=== TASK INSTRUCTIONS ===
Starting with the line that holds "Please locate the green", copy out each remaining line of the listing below, up to and including the last one, and include nothing else.

=== DATASET RECORDS ===
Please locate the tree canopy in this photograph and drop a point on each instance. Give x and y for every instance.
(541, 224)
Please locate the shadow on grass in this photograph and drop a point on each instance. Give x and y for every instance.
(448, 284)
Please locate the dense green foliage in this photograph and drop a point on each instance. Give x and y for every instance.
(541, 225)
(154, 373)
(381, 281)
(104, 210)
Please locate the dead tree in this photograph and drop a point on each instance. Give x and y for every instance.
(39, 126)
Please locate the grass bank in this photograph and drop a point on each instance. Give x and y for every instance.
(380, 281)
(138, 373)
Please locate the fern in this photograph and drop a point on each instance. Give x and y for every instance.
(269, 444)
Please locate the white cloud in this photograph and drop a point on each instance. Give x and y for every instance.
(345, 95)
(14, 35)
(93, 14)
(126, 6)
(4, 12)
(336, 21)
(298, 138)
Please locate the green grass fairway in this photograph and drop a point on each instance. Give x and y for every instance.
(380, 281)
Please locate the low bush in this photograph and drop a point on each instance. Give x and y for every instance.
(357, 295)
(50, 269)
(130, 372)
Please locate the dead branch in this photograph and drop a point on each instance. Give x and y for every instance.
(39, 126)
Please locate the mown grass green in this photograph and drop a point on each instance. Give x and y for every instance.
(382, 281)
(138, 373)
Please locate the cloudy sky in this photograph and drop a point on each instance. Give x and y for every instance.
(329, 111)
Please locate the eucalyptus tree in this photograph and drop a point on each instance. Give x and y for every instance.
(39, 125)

=== ANSWER FOR THE TASK ===
Please locate the green grass fairway in this photograph and drop a point on each instance. Give x and y for every instance.
(380, 281)
Please locate the low bush in this photograph and drop a point on each instance. Give x and y for every instance.
(357, 295)
(50, 269)
(130, 372)
Please locate the dead branch in this photograph and drop a point on each instance. Give x and y for every instance.
(39, 126)
Please locate the mown grass green in this photograph and drop a point on each instance. Give x and y for every instance.
(382, 281)
(138, 373)
Please locate the cloudy sky in this photograph and drop a point on each instance. Give x and y for every instance.
(329, 111)
Please locate the eucalyptus tree in this photograph and drop a point on each instance. Give x and y for every instance.
(39, 125)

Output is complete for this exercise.